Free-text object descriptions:
⁂

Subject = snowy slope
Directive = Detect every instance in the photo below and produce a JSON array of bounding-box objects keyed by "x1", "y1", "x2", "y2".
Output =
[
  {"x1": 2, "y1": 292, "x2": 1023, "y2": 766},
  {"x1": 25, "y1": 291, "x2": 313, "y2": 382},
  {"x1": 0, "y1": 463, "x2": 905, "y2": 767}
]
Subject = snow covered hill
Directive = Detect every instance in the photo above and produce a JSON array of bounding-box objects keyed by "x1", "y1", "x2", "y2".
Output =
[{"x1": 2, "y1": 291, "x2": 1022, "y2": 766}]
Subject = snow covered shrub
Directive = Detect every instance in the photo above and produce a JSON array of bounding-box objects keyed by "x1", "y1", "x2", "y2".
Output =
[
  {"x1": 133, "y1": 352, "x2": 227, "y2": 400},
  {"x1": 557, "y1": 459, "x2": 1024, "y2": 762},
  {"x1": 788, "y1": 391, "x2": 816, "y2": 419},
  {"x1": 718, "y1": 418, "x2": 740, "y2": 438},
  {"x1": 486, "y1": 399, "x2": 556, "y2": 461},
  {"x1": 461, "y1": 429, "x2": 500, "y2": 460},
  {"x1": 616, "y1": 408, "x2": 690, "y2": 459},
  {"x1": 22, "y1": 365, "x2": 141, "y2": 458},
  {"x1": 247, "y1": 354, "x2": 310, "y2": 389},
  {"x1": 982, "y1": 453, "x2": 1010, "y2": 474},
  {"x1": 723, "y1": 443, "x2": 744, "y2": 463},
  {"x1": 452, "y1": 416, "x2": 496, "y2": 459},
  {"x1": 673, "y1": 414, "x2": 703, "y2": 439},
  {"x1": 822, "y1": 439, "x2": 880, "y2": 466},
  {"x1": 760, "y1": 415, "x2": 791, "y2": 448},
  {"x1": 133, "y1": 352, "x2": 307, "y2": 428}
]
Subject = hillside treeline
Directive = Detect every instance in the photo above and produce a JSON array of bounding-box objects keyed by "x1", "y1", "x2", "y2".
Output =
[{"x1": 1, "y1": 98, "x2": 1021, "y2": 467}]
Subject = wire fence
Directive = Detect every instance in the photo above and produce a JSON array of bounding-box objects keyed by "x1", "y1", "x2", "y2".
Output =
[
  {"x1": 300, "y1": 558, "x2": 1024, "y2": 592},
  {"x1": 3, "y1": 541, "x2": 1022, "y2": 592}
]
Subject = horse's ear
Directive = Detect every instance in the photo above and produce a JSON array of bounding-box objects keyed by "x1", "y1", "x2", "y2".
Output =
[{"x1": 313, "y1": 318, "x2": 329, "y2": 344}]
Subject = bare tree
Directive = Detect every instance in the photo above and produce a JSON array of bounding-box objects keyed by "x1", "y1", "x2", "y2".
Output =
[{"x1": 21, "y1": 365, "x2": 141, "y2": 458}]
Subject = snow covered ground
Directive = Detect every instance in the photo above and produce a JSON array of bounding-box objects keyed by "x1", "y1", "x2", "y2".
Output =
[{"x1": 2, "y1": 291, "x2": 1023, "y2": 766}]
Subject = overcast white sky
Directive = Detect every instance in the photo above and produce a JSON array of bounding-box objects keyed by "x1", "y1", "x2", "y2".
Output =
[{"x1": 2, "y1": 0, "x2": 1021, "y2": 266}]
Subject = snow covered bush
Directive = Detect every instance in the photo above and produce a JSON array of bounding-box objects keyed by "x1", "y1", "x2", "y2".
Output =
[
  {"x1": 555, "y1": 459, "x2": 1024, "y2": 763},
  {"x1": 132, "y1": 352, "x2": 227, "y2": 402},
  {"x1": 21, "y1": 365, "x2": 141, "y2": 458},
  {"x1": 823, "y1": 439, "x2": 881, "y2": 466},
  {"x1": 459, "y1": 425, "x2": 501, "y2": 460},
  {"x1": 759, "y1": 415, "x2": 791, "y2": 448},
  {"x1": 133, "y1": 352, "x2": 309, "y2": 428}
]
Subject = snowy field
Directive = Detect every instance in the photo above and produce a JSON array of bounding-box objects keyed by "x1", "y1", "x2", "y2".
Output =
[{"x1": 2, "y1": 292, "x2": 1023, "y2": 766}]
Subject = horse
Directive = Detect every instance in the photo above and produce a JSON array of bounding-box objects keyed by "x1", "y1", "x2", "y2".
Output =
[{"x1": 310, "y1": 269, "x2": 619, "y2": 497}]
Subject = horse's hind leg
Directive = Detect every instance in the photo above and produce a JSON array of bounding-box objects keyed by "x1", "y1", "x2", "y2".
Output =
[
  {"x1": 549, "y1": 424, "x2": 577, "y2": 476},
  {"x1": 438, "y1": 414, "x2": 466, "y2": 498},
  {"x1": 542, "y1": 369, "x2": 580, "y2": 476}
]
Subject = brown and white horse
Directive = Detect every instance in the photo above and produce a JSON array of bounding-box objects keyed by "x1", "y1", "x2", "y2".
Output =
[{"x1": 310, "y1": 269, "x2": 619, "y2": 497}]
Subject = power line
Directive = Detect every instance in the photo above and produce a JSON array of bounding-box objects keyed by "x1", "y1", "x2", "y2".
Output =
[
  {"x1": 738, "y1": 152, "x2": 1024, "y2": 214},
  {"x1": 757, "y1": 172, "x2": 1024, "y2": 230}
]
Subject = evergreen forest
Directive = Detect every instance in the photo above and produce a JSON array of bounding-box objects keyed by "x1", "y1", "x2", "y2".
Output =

⁂

Above are the entries; repeat their lines exactly, from the first through the one that contains "Subject = horse's ear".

— Output for this task —
Subject = snowy slope
Directive = Detect every instance in the photo below and produce a JSON array of bounding-box objects keyed by "x1", "y1", "x2", "y2".
Output =
[
  {"x1": 2, "y1": 292, "x2": 1023, "y2": 766},
  {"x1": 25, "y1": 291, "x2": 313, "y2": 382},
  {"x1": 0, "y1": 463, "x2": 905, "y2": 767}
]
Subject = snow covered hill
Directive = Detect every instance in the photo above and produce a JSON array of bounding-box objects keyed by "x1", "y1", "x2", "y2".
Output =
[{"x1": 2, "y1": 291, "x2": 1022, "y2": 766}]
Subject = snow covered shrub
Directive = Detect every instance in the photo above and produce a JSON array of bounding-box objects keyed by "x1", "y1", "x2", "y2".
Output =
[
  {"x1": 133, "y1": 352, "x2": 227, "y2": 400},
  {"x1": 557, "y1": 459, "x2": 1024, "y2": 762},
  {"x1": 788, "y1": 391, "x2": 816, "y2": 419},
  {"x1": 718, "y1": 418, "x2": 740, "y2": 438},
  {"x1": 486, "y1": 399, "x2": 556, "y2": 461},
  {"x1": 461, "y1": 429, "x2": 500, "y2": 460},
  {"x1": 616, "y1": 408, "x2": 690, "y2": 459},
  {"x1": 22, "y1": 365, "x2": 141, "y2": 458},
  {"x1": 247, "y1": 354, "x2": 310, "y2": 389},
  {"x1": 982, "y1": 453, "x2": 1010, "y2": 474},
  {"x1": 723, "y1": 443, "x2": 744, "y2": 463},
  {"x1": 452, "y1": 416, "x2": 496, "y2": 459},
  {"x1": 673, "y1": 414, "x2": 703, "y2": 439},
  {"x1": 822, "y1": 439, "x2": 880, "y2": 466},
  {"x1": 760, "y1": 415, "x2": 791, "y2": 448},
  {"x1": 133, "y1": 352, "x2": 307, "y2": 428}
]
Subject = hillside treeline
Directive = Detect every instance in the photo above and produce a JSON array of bounding-box objects keyed by "x1", "y1", "x2", "y2".
Output =
[{"x1": 1, "y1": 98, "x2": 1021, "y2": 467}]
Subject = wire fence
Directive = Detect every instance in the photo above and produce a JSON array of bounding-box objects keyed by "x1", "y1", "x2", "y2".
Output =
[
  {"x1": 300, "y1": 558, "x2": 1024, "y2": 592},
  {"x1": 3, "y1": 541, "x2": 1022, "y2": 592}
]
Subject = horse's ear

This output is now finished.